Swap each occurrence of "in this photo" with "in this image" in the records below and write them out again with nothing else changed. Leave the pictures out.

[Dataset entries]
──────────

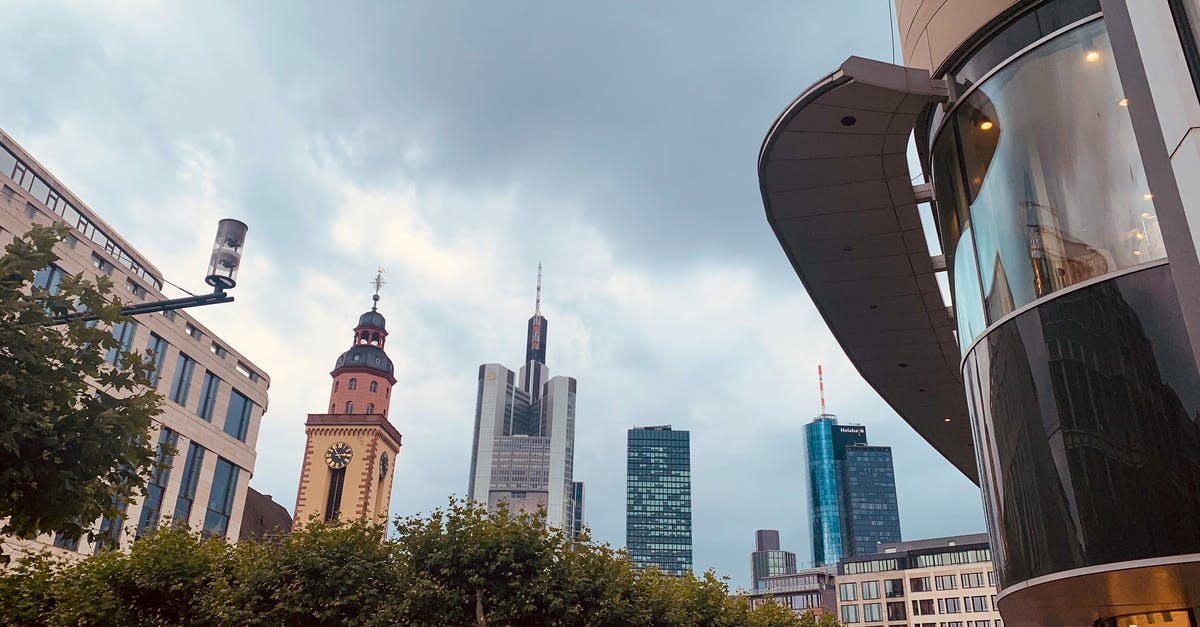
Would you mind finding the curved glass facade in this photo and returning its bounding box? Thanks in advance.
[932,19,1166,350]
[964,264,1200,587]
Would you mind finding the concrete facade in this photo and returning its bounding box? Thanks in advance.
[0,126,270,556]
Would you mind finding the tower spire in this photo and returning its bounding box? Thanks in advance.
[817,364,826,416]
[533,262,541,318]
[371,265,384,311]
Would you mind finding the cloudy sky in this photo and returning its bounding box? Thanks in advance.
[0,0,983,585]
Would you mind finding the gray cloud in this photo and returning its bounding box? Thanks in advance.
[0,1,983,584]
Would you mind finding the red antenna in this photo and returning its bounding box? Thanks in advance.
[533,262,541,318]
[817,364,824,416]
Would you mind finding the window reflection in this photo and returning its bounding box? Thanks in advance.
[966,265,1200,587]
[934,19,1166,346]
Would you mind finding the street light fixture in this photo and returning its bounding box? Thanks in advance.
[53,217,250,324]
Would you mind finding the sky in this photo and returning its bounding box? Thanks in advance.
[0,0,984,586]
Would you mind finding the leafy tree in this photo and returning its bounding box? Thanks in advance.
[0,225,162,552]
[0,500,835,627]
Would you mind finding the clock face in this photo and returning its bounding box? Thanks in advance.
[325,442,354,470]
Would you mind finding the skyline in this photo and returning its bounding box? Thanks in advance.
[0,2,983,585]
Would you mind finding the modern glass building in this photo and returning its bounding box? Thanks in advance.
[841,444,900,557]
[750,529,796,591]
[804,413,900,566]
[758,0,1200,626]
[625,425,691,575]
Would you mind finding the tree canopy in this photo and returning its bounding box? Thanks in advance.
[0,225,162,557]
[0,500,835,627]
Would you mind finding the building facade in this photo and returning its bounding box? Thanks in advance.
[293,296,401,529]
[838,533,1004,627]
[625,425,692,575]
[750,529,796,590]
[467,265,576,533]
[804,413,900,566]
[758,0,1200,626]
[0,131,270,557]
[745,566,838,616]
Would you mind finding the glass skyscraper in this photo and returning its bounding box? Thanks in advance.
[804,413,900,566]
[625,425,691,575]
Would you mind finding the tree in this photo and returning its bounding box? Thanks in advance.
[0,500,833,627]
[0,225,162,552]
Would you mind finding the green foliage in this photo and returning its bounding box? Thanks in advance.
[0,225,162,552]
[0,500,835,627]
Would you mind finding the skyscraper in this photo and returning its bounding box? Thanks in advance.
[625,425,691,575]
[750,529,796,590]
[467,264,576,533]
[804,413,900,566]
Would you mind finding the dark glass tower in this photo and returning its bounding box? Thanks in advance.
[625,425,691,575]
[804,413,900,566]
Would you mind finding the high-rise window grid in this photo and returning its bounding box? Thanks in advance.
[167,353,196,405]
[224,390,254,442]
[626,428,692,574]
[196,370,221,423]
[134,428,179,538]
[203,458,241,538]
[173,442,204,524]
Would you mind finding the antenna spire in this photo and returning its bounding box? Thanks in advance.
[371,265,388,311]
[533,262,541,318]
[817,364,824,416]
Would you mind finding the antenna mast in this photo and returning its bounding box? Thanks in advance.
[817,364,826,416]
[533,262,541,318]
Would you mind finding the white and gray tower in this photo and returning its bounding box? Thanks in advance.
[467,264,576,531]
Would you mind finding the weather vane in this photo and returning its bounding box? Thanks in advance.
[371,265,388,311]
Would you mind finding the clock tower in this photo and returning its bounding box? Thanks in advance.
[293,275,400,529]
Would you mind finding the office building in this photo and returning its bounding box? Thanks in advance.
[804,413,900,566]
[743,566,838,616]
[467,265,576,535]
[625,425,691,575]
[758,0,1200,627]
[0,126,270,557]
[836,533,1004,627]
[750,529,796,590]
[293,283,401,529]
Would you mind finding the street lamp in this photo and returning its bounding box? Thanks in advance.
[54,217,250,324]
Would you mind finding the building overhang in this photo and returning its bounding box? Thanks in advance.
[758,56,979,483]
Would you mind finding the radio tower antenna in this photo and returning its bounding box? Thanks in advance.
[817,364,826,416]
[533,262,541,318]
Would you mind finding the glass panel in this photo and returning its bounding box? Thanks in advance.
[967,265,1200,587]
[955,20,1166,322]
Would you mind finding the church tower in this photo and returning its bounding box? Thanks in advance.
[293,270,400,529]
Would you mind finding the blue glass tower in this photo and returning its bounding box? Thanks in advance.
[625,425,691,575]
[804,413,866,566]
[804,413,900,566]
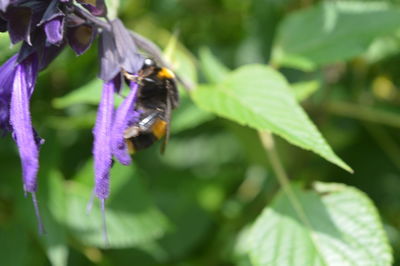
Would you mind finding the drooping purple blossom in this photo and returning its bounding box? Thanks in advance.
[38,0,65,45]
[111,82,140,165]
[0,0,181,242]
[77,0,107,17]
[10,55,44,233]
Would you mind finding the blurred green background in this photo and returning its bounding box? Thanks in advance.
[0,0,400,266]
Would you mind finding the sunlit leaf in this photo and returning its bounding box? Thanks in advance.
[291,80,320,102]
[192,65,351,171]
[239,183,392,266]
[200,48,229,83]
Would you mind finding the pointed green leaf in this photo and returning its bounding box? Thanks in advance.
[192,65,352,172]
[239,183,393,266]
[200,48,229,83]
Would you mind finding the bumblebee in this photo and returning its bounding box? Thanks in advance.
[124,58,179,153]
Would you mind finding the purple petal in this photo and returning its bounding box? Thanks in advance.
[93,78,115,199]
[111,19,144,73]
[4,7,32,44]
[44,17,64,45]
[111,82,139,165]
[99,31,121,81]
[77,0,107,17]
[67,24,97,55]
[37,0,64,26]
[10,57,39,193]
[0,55,17,131]
[0,55,17,96]
[0,0,10,11]
[0,18,7,32]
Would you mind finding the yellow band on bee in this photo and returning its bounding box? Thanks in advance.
[125,139,135,154]
[151,119,167,139]
[157,67,175,79]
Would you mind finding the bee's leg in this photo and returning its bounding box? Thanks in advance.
[124,126,140,139]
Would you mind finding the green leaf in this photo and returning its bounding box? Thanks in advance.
[171,94,215,133]
[192,65,352,172]
[0,223,32,266]
[273,1,400,70]
[67,163,169,248]
[239,183,393,266]
[200,47,229,83]
[291,80,320,102]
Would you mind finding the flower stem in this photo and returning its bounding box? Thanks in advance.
[31,192,46,235]
[100,199,110,248]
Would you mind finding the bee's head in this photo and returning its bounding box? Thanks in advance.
[142,58,157,69]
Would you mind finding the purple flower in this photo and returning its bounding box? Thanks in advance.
[111,82,140,165]
[5,54,44,233]
[0,55,17,134]
[93,80,116,199]
[77,0,107,17]
[0,0,10,11]
[38,0,65,45]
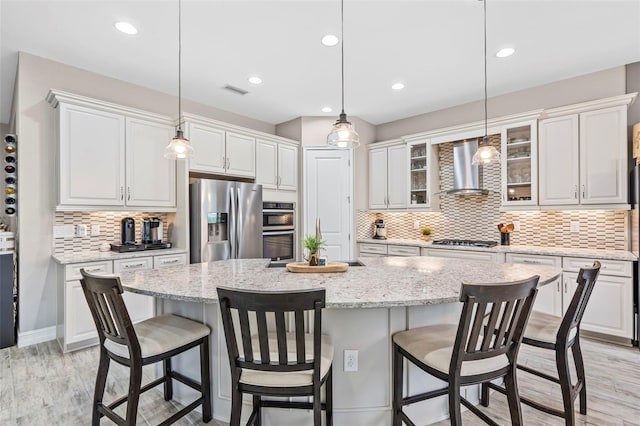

──────────

:: Exercise response ::
Would you mind finding the curved glass facade in this image and returning its bounding box? Thanks in advance.
[932,19,1166,350]
[964,264,1200,587]
Would you mind finding the concrete facade in this image and returning its bounding box? Thanks in advance.
[0,126,270,556]
Would you mind finding the tower spire in this image and returning its bounding box? Thanks in advance.
[817,364,826,416]
[533,262,541,318]
[371,265,384,311]
Would you mind finding the cloudy sky in this image and returning its bounding box? Thanks in advance.
[0,0,983,585]
Would you mind finding the gray cloud in this image and returning its bounding box? Thanks in advance.
[0,1,983,584]
Would you mind finding the red antenna in this image and returning its bounding box? Thanks in advance.
[533,262,541,318]
[817,364,824,416]
Would you mind finding the window reflection in this image and returning its bounding box? Thanks in advance.
[966,265,1200,587]
[934,19,1166,346]
Would you mind finding the street light fixture in this image and returning its bounding box? Thanks in advance.
[53,217,250,324]
Would you mind finding the sky in this image and returning its bounding box? Thanks in advance.
[0,0,984,586]
Would you mind finding the leafy tree in this image and returning its bounding box? Thanks in advance.
[0,225,162,552]
[0,500,835,627]
Would you mind finding the clock face in this image and returning its bounding box? Thanks in advance.
[325,442,354,470]
Would you mind finding the skyline in this image and returning its bounding box? Thanks in advance.
[0,2,983,585]
Would you mind finding the modern glass building in this image and returning its bounding box? Thanks in advance.
[841,444,900,557]
[750,529,796,591]
[804,413,900,566]
[758,0,1200,626]
[625,425,691,575]
Would you mind finding the tree canopy in this image and returning its bounding box? Thanks in advance.
[0,225,162,557]
[0,500,835,627]
Would you mind finding the building facade in this image and returning its bounding box? Thanks in advance.
[293,296,401,529]
[838,533,1004,627]
[625,425,692,575]
[750,529,796,590]
[467,265,576,533]
[804,413,900,566]
[758,0,1200,626]
[0,131,270,557]
[745,566,838,616]
Would you mind finding the glass skyscraper in this image and returning its bounding box? Thanks in advance.
[804,413,900,566]
[625,425,691,575]
Would you mind finding the tree in this image and returning its bounding box? Thanks in advance.
[0,500,833,627]
[0,225,162,552]
Would you mind finding the green foliage in this image and returning its bounding box? Thanks in advance.
[0,225,162,552]
[0,500,835,627]
Would you mind finding the skyscraper in this image and returning its bounding box? Thanks in advance.
[625,425,691,575]
[750,529,796,590]
[467,264,576,533]
[804,413,900,566]
Would you mind finding the dark glass tower in this image and returning its bounding box? Thanks in advance.
[625,425,691,575]
[804,413,900,566]
Would you mind finding the high-rise window grid in this image and returning its bounding box? Thanks in advance.
[167,353,196,405]
[224,390,254,442]
[626,428,692,574]
[196,370,221,423]
[134,428,179,538]
[203,458,241,538]
[173,442,204,524]
Would you mind finding the antenna spire in this image and returning its bounding box? Thanks in advance.
[371,265,388,311]
[533,262,541,318]
[817,364,824,416]
Would you mind finding the antenna mast in this image and returning its bounding box? Thanks in advance.
[817,364,826,416]
[533,262,541,318]
Would you mind finding the white and gray tower in this image and returning its bounding box? Thanks in advance.
[467,264,576,531]
Would you mind finding the weather vane in this image and returning its bounding box? Thanks in advance.
[371,265,388,311]
Would you mind finding the clock tower in this image and returning its bounding box? Thanks in advance.
[293,275,400,529]
Would you mind finding the office building in this image and returning its bounding box? Thanks in advance.
[804,413,900,566]
[743,566,838,616]
[467,265,576,535]
[625,425,691,575]
[758,0,1200,627]
[0,126,270,557]
[836,533,1004,627]
[750,529,796,590]
[293,283,401,529]
Would you mind finding the street lamp in this image and returning its bounding box? Thanks in advance.
[54,217,250,324]
Would you mind finding the building overhang in this image and returning its bounding box? Thanks in advance.
[758,56,979,483]
Would you mind finding the radio tower antenna in this image and returning its bounding box? Thanks in advance.
[817,364,826,416]
[533,262,541,318]
Would you mind finding the glass panel in this image and returning its bounding box? Thanks in advance.
[967,265,1200,587]
[955,20,1166,322]
Would you mind finding the church tower in this image and returning its bounding box? Thanks in advance.
[293,270,400,529]
Would you mind finding the blue glass tower in this image and returning its bounding box? Thanks in advance.
[625,425,691,575]
[804,413,866,566]
[804,413,900,566]
Would you mind finding the drooping purple blossom in this image and returning its bounding box? Thanks in advance.
[38,0,65,45]
[111,82,140,165]
[0,0,181,242]
[77,0,107,17]
[10,55,44,233]
Would you mind finding the blurred green background in this image and returning its bounding box? Thanks in advance.
[0,0,400,266]
Would you mind finding the sunlit leaf in this image and returning its bounding box? Thanks in advance.
[291,80,320,102]
[192,65,351,171]
[239,183,392,266]
[200,48,229,83]
Would you mind finding the pointed green leaf in this image and returning its bounding box? Thanks in advance.
[192,65,352,172]
[239,183,393,266]
[200,48,229,83]
Would you mind finding the bumblebee in this image and returning its bounding box? Thanks in advance.
[124,58,179,153]
Would you mind finding the purple petal in this image and returning its bounding box? Thanks in advance.
[93,78,115,199]
[111,19,144,73]
[4,7,32,44]
[44,17,64,45]
[111,82,139,165]
[99,31,121,81]
[77,0,107,17]
[67,24,97,55]
[37,0,64,26]
[10,57,39,193]
[0,55,17,131]
[0,55,17,96]
[0,0,10,11]
[0,18,7,32]
Would you mind finding the yellow band on bee in this image and returning its bounding box? Thanks in advance.
[125,139,135,154]
[151,119,167,139]
[157,67,175,79]
Would you mind finding the bee's leg in this image and returning its bounding box? Thanks in advance.
[124,126,140,139]
Would you mind finding the green leaf in this image and returning its bounding box? Thanks in advance.
[171,94,215,133]
[192,65,352,172]
[0,223,32,266]
[273,1,400,70]
[67,163,169,248]
[239,183,393,266]
[200,47,229,83]
[291,80,320,102]
Would you mind finding the flower stem in this image and returning its bounding box? Thanks in advance.
[31,192,46,235]
[100,199,110,248]
Would you mind finding the bee's head in this image and returning its bounding box? Thanks in advance.
[142,58,157,69]
Would you mind finding the purple flower in this image and returning its bounding box? Thanks in advance.
[111,82,140,165]
[5,54,44,233]
[0,55,17,134]
[93,80,116,199]
[77,0,107,17]
[0,0,10,11]
[38,0,65,45]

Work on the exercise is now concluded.